Please output each line of all the rows below as a JSON list of strings, one string per line, with blank lines omitted.

- - - -

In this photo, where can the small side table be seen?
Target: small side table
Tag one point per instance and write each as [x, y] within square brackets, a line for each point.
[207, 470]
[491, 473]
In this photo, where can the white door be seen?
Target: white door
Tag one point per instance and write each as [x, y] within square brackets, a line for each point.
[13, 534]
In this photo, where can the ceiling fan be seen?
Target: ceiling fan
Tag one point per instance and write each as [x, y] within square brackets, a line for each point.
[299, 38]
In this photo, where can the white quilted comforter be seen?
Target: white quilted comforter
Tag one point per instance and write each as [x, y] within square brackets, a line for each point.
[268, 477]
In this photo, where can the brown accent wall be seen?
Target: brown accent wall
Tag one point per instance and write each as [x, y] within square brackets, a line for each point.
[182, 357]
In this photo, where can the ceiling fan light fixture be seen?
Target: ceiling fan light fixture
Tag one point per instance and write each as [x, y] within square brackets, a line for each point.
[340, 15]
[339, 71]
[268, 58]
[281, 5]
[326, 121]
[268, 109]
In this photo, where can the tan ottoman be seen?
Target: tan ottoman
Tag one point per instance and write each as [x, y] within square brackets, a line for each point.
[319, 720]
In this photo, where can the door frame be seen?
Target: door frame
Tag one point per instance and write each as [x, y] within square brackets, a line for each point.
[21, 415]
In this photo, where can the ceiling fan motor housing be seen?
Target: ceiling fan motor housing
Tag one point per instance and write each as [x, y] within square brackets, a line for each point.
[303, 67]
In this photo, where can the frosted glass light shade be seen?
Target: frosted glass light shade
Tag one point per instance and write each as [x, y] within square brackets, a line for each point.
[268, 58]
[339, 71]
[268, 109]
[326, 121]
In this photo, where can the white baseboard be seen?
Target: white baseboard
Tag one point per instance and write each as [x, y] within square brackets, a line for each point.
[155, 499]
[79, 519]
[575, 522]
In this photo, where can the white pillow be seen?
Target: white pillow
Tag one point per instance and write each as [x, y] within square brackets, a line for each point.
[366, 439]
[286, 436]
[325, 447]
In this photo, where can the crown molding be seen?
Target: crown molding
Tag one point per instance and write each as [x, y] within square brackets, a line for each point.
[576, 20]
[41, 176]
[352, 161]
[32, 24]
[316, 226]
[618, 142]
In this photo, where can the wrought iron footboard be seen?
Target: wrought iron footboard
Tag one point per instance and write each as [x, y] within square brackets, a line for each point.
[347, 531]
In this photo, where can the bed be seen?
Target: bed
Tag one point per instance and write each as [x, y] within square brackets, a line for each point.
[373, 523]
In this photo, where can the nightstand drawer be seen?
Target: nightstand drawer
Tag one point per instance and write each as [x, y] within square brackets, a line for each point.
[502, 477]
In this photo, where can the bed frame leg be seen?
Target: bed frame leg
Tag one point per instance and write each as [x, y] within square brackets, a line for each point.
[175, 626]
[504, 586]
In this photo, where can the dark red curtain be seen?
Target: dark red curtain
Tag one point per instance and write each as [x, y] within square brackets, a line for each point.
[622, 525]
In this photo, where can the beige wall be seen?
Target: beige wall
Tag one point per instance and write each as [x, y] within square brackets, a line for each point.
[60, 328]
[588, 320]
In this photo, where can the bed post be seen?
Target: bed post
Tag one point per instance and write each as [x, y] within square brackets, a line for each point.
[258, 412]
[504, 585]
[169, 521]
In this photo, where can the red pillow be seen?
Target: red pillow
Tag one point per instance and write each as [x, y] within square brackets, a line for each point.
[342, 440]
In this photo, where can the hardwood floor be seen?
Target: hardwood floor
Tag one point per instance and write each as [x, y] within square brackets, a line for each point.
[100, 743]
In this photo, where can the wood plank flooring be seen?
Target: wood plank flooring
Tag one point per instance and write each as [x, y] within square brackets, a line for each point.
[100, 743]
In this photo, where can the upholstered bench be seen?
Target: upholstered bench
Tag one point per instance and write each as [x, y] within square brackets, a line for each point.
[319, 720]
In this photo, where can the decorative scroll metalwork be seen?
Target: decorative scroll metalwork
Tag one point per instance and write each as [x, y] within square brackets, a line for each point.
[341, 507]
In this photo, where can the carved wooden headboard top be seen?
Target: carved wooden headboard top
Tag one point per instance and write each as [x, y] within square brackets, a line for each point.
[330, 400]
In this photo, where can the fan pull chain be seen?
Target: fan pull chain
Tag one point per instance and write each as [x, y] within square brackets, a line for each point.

- - - -

* [Reply]
[
  "In this photo, where can the small side table be seen?",
  "Target: small side table",
  "Tag one point per instance and write each as [x, y] within square brackets, a line for each point.",
  "[207, 470]",
  "[491, 473]",
  "In this photo, where can the white door be seen?",
  "Target: white door",
  "Tag one point per instance and write each as [x, y] within square brackets, a line for each point.",
  "[13, 534]",
  "In this photo, where can the ceiling fan be seen?",
  "Target: ceiling fan",
  "Tag one point per instance and write each as [x, y] within square brackets, a line for each point.",
  "[299, 38]",
  "In this photo, where can the white quilted comforter be seen?",
  "Target: white quilted comforter",
  "Tag one point per instance and write each as [x, y] within square brackets, a line for each point.",
  "[268, 477]",
  "In this photo, where can the brown accent wall be seen?",
  "Target: brown accent wall",
  "Tag one point per instance and write each as [x, y] within square brackets, a line for each point.",
  "[182, 357]",
  "In this photo, where can the ceiling fan light fixture be seen?",
  "Target: ceiling fan light fixture",
  "Tag one point per instance and write each as [x, y] within square brackets, a line for each point.",
  "[340, 15]",
  "[339, 71]",
  "[268, 58]",
  "[281, 5]",
  "[326, 121]",
  "[268, 109]",
  "In this photo, where can the tan ottoman be seen?",
  "Target: tan ottoman",
  "Tag one point per instance and write each as [x, y] within square brackets, a line for each point.",
  "[319, 720]",
  "In this photo, where can the door frame be seen?",
  "Target: door frame",
  "Tag one point per instance and write each as [x, y] within square brackets, a line for each point.",
  "[21, 415]",
  "In this photo, where can the ceiling fan motor housing be seen?",
  "Target: ceiling fan motor housing",
  "Tag one point per instance and write each as [x, y] within square brackets, a line for each point.",
  "[303, 67]",
  "In this photo, where can the frosted glass light shade be seen?",
  "Target: frosted glass light shade",
  "Tag one point per instance and write each as [x, y] within square brackets, a line for each point.",
  "[268, 58]",
  "[339, 71]",
  "[268, 109]",
  "[326, 121]",
  "In this photo, where can the white baseboard be seen?",
  "Target: white baseboard",
  "Tag one point per instance and write each as [x, y] within square brackets, a line for each point.",
  "[155, 499]",
  "[79, 519]",
  "[575, 522]",
  "In this photo, where can the white pillow be seen?",
  "Target: white pillow",
  "Tag one point per instance and write each as [x, y] within square brackets, a line for each point.",
  "[366, 439]",
  "[286, 436]",
  "[325, 447]",
  "In this photo, where can the crown molding be seen?",
  "Target: crown molding",
  "Tag one point per instance and write each as [x, y] within square brackets, a line for each point.",
  "[576, 20]",
  "[41, 176]",
  "[352, 161]",
  "[32, 24]",
  "[316, 226]",
  "[618, 142]",
  "In this photo, where can the wrought iron footboard be seen?",
  "Target: wrought iron footboard",
  "Tag one point per instance and write each as [x, y] within square brackets, a line for each point.",
  "[347, 531]",
  "In this photo, where can the bed be seen?",
  "Target: bed",
  "Tag one point per instance and write each as [x, y] within square brackets, a line for each point.",
  "[373, 523]",
  "In this photo, where can the nightstand drawer be seen?",
  "Target: nightstand drawer",
  "Tag one point per instance and write each as [x, y] within square brackets, a line for each point.",
  "[502, 477]",
  "In this photo, where can the bed frame leg be seen?",
  "Target: bed frame leg",
  "Tag one point per instance and write each as [x, y] within square brackets, a line for each point.",
  "[175, 626]",
  "[504, 586]",
  "In this photo, where can the dark red curtain be seen?",
  "Target: dark red curtain",
  "Tag one point per instance and write each as [x, y] within square brackets, a line for each point.",
  "[622, 525]",
  "In this photo, where can the beige wall be seen?",
  "Target: beige wall",
  "Tag one point per instance and write each as [x, y] within square brackets, a line for each point.",
  "[60, 328]",
  "[588, 320]",
  "In this photo, where can the bed post be seen?",
  "Target: bed post",
  "Tag one point per instance and write each as [x, y] within square brackets, a line for each point.",
  "[258, 412]",
  "[504, 585]",
  "[169, 521]",
  "In this photo, where can the red pillow be seen?",
  "Target: red pillow",
  "Tag one point per instance and write each as [x, y] within square brackets, a line for each point.",
  "[342, 440]",
  "In this photo, where can the hardwood floor be seen?",
  "Target: hardwood floor",
  "Tag one point per instance and write each as [x, y] within square brackets, a line for each point.",
  "[100, 743]",
  "In this photo, where can the wood plank flooring be seen?",
  "Target: wood plank flooring",
  "Tag one point per instance and write each as [x, y] within square brackets, a line for each point.",
  "[100, 743]",
  "In this photo, where can the upholstered bench be seen?",
  "Target: upholstered bench",
  "Tag one point per instance and write each as [x, y] within square brackets, a line for each point.",
  "[319, 720]",
  "In this photo, where can the decorative scroll metalwork be seen?",
  "Target: decorative scroll metalwork",
  "Tag one point per instance and write each as [x, y] within square brackets, a line for each point.",
  "[341, 507]",
  "In this photo, where can the carved wooden headboard top be seen?",
  "Target: carved wooden headboard top",
  "Tag one point per instance and write each as [x, y] within square brackets, a line for each point.",
  "[330, 400]",
  "In this photo, where can the fan pull chain be seen?",
  "Target: fan pull chain",
  "Tag one point per instance and write each as [x, y] within square brackets, a line for each point."
]